====== ENTRIES PROVIDED

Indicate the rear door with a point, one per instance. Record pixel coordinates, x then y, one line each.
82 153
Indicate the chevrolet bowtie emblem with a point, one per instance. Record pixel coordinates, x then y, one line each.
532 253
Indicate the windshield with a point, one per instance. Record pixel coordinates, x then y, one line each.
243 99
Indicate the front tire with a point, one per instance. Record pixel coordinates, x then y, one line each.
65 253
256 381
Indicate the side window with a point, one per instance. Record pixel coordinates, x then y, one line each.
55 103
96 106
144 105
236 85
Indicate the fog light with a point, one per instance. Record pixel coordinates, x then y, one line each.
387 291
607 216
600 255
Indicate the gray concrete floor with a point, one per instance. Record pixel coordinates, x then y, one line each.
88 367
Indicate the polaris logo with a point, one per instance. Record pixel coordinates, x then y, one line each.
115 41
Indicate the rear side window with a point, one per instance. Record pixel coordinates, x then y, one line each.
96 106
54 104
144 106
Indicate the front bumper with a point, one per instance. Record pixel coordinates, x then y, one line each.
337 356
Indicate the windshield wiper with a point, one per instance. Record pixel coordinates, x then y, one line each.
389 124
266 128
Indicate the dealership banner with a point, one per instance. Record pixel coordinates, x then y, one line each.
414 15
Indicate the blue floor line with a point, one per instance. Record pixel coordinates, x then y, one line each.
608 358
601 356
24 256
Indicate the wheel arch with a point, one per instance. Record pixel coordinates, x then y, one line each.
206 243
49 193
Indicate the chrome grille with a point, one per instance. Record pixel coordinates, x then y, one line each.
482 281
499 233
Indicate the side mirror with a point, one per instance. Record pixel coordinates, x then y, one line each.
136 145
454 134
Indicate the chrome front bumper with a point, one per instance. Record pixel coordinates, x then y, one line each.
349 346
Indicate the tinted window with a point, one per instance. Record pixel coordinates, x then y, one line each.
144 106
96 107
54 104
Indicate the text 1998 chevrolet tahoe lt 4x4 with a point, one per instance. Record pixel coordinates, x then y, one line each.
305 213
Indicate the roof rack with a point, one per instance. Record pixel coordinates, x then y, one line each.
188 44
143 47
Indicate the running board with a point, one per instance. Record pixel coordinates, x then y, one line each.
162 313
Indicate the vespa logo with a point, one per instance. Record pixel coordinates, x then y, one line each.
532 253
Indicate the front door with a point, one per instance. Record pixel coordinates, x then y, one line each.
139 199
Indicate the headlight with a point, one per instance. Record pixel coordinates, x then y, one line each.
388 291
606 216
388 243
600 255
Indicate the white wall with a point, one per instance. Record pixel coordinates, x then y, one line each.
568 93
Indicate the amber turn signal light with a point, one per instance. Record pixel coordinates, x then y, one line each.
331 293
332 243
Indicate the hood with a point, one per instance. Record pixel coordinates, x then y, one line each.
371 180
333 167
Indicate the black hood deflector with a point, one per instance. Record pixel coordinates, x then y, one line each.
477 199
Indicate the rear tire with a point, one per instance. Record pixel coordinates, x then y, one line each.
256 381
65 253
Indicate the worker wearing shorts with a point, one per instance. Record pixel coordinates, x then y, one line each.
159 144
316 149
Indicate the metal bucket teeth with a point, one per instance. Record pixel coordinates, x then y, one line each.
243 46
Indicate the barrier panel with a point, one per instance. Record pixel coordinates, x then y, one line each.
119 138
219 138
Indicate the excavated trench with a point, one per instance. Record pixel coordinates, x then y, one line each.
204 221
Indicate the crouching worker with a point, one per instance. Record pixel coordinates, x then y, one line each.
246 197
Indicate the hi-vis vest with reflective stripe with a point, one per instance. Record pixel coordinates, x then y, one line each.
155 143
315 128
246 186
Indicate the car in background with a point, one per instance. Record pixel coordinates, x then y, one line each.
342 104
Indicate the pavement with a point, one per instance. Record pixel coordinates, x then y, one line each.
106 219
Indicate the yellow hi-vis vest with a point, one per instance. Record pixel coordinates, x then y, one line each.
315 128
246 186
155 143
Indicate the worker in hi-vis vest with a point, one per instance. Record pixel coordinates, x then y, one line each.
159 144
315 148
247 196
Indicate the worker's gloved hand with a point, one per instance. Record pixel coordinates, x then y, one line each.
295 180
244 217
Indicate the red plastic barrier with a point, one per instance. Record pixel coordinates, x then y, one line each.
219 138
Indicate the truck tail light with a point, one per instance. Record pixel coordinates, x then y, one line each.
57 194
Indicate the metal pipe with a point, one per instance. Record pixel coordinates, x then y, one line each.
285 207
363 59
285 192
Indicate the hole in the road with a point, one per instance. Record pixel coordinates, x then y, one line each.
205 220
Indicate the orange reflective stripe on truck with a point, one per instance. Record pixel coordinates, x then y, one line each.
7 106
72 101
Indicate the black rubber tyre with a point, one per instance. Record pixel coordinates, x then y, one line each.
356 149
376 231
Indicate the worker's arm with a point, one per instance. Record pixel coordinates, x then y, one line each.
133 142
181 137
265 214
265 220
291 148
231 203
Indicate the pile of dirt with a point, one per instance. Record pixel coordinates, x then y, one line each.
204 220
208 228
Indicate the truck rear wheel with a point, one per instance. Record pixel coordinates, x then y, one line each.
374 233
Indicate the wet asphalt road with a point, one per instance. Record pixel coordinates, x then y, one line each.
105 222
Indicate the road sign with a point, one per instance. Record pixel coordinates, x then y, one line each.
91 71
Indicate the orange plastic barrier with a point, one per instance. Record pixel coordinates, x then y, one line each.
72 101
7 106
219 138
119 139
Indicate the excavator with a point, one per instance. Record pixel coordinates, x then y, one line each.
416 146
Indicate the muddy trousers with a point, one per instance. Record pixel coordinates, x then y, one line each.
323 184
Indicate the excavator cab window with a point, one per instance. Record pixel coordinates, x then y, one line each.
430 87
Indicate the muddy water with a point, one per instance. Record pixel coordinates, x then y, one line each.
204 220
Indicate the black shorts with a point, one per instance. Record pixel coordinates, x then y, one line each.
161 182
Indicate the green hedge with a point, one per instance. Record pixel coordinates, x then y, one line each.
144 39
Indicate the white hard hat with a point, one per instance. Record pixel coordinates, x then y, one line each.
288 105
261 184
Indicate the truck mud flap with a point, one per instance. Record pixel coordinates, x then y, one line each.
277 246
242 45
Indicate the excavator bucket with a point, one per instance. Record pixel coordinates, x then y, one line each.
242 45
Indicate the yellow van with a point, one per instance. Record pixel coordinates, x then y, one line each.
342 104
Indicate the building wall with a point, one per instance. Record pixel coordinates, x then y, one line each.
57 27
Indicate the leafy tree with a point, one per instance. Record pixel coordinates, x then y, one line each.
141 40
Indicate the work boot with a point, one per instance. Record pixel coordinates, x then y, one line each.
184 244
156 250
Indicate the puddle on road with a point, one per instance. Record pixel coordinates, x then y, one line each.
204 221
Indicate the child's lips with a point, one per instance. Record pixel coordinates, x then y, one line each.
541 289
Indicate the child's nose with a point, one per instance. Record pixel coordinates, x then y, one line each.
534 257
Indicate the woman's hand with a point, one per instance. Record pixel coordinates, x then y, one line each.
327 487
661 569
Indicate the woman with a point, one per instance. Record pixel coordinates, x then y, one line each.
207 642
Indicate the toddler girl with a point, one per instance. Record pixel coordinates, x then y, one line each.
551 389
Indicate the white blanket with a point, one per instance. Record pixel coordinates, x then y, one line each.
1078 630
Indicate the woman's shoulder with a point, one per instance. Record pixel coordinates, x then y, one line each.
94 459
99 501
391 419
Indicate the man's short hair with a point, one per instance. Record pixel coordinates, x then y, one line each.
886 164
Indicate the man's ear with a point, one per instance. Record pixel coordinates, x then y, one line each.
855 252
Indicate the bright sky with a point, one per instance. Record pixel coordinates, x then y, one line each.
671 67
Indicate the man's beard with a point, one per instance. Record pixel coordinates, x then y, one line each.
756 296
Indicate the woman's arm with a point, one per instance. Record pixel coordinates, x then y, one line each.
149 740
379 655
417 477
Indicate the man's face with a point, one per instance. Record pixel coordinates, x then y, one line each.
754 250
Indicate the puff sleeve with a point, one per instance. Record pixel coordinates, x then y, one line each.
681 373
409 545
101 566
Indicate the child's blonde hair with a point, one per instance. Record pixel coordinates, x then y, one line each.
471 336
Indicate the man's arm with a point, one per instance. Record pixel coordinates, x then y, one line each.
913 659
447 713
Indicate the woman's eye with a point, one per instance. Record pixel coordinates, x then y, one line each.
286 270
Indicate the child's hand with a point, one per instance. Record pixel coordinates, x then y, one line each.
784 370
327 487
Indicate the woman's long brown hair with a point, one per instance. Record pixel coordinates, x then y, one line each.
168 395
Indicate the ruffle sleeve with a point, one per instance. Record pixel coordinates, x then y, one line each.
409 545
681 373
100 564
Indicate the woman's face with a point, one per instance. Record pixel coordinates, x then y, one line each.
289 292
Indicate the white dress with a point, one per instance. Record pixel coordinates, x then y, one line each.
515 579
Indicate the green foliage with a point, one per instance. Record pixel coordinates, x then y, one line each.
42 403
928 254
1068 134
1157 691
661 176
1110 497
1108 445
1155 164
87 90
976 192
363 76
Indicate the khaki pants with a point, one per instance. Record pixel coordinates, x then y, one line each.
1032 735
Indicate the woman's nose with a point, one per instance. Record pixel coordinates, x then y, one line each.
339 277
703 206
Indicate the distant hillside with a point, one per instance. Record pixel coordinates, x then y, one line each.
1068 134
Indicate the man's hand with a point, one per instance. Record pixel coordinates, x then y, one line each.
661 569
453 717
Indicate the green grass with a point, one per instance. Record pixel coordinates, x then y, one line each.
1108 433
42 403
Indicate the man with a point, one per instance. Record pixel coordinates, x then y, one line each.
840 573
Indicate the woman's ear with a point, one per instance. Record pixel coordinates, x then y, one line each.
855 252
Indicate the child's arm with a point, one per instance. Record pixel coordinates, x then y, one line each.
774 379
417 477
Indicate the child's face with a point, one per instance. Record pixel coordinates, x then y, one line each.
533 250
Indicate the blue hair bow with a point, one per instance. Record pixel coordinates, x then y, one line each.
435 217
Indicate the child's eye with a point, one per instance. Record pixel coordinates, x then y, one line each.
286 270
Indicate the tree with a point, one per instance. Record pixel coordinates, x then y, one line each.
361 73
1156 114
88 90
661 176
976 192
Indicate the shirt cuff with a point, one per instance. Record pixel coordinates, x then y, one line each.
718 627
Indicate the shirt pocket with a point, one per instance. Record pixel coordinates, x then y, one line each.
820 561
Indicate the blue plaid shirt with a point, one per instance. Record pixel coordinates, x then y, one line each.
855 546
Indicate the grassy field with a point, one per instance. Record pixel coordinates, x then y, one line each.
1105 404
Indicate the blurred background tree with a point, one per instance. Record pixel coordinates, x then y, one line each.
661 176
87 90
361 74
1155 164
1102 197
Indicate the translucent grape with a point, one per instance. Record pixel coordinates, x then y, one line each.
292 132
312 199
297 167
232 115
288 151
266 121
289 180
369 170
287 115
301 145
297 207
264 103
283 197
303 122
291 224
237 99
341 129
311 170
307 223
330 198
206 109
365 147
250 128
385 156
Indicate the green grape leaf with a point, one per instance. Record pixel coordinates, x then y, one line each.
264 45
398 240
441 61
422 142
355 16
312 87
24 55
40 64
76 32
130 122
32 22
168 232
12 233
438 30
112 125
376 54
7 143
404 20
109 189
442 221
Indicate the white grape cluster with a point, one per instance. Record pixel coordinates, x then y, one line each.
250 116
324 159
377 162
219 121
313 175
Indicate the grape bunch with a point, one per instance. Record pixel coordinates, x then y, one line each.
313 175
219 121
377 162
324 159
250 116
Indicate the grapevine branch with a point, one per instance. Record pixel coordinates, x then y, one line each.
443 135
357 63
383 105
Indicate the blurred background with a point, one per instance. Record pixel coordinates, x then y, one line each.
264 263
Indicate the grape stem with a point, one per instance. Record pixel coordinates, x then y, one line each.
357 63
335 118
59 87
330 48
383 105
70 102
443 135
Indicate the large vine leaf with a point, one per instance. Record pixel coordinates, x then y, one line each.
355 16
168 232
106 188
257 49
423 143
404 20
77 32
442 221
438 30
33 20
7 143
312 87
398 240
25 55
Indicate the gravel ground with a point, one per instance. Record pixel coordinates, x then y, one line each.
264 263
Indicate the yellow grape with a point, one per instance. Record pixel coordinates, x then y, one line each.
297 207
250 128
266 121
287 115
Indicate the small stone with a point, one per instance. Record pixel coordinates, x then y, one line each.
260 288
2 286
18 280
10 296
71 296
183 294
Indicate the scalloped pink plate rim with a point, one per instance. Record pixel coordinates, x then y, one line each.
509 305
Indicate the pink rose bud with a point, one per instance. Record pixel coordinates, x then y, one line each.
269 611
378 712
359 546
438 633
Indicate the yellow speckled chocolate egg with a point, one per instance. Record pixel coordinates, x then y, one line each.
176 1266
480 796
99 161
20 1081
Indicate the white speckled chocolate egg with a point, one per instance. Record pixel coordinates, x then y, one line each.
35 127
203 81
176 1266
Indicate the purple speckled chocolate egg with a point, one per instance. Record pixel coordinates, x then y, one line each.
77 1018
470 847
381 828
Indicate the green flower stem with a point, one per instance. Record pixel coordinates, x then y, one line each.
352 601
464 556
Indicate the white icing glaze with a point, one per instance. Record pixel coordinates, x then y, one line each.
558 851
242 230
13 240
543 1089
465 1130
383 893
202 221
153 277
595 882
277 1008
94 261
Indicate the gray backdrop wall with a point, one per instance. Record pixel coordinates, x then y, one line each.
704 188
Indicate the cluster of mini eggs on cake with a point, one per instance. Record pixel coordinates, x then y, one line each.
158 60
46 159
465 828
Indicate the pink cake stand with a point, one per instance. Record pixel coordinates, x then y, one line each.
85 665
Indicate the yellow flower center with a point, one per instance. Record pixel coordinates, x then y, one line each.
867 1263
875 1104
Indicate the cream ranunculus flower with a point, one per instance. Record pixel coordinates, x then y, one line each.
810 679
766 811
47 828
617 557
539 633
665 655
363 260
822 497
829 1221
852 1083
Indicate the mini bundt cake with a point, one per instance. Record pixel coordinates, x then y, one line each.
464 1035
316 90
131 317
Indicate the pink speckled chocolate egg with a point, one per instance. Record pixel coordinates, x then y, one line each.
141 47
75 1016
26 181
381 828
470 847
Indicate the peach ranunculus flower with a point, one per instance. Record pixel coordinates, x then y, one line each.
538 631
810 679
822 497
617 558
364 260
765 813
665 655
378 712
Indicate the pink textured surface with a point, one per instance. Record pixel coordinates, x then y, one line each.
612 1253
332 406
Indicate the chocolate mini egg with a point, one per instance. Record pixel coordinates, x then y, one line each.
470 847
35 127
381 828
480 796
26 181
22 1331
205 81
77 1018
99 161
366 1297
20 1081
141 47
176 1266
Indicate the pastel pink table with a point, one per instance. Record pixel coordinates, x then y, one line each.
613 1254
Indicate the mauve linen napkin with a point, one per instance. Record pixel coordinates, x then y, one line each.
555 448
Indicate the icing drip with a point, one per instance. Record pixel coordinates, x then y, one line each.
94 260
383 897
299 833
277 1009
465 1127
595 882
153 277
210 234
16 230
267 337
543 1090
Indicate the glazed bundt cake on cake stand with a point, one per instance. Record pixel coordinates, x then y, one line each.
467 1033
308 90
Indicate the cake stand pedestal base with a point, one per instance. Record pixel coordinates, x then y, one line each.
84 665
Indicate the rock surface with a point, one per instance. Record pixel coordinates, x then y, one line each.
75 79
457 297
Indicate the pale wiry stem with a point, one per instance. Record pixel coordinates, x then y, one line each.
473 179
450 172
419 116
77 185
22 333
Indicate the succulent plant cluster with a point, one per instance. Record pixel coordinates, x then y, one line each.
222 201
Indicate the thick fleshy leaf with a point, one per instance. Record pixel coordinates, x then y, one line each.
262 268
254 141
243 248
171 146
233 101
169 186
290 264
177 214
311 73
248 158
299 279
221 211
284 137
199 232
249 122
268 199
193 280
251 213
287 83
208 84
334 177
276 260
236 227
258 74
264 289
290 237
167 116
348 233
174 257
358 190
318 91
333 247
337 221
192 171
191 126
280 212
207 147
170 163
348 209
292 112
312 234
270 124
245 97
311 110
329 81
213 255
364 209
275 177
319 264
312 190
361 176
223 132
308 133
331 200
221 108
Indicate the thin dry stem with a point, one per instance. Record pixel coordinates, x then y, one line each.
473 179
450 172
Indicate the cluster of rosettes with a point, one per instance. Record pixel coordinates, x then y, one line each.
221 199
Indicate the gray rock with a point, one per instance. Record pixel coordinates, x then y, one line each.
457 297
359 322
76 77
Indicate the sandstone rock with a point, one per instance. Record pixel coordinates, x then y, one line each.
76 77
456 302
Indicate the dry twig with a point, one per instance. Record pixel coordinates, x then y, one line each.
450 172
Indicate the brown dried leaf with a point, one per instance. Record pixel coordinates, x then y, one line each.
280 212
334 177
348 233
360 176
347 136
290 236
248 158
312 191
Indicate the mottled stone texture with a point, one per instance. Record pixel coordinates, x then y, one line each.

============

The line containing "Indicate the cluster of rosettes" marks the start; retype it and each line after it through the end of the records above, exactly.

Indicate the cluster of rosettes with a point, one per instance. Record pixel coordinates, x then y, one line each.
221 199
Indicate the gray rock with a point, one per instance. Record pixel coordinates, x then y, one line each.
457 297
359 322
76 77
Indicate the sandstone rock with a point, one per instance. Record pixel coordinates, x then y, one line each.
76 77
456 302
Indicate the dry twig with a point, one per instance. Record pixel coordinates, x then y, one line each.
450 172
Indicate the brown dried leaf with a point, one per instance. Record pixel coordinates, x then y, one line each.
280 212
334 177
348 233
360 176
347 136
290 236
248 158
312 191
Indicate the mottled stone texture with a point, one per instance. Record pixel coordinates, x then y, one line each.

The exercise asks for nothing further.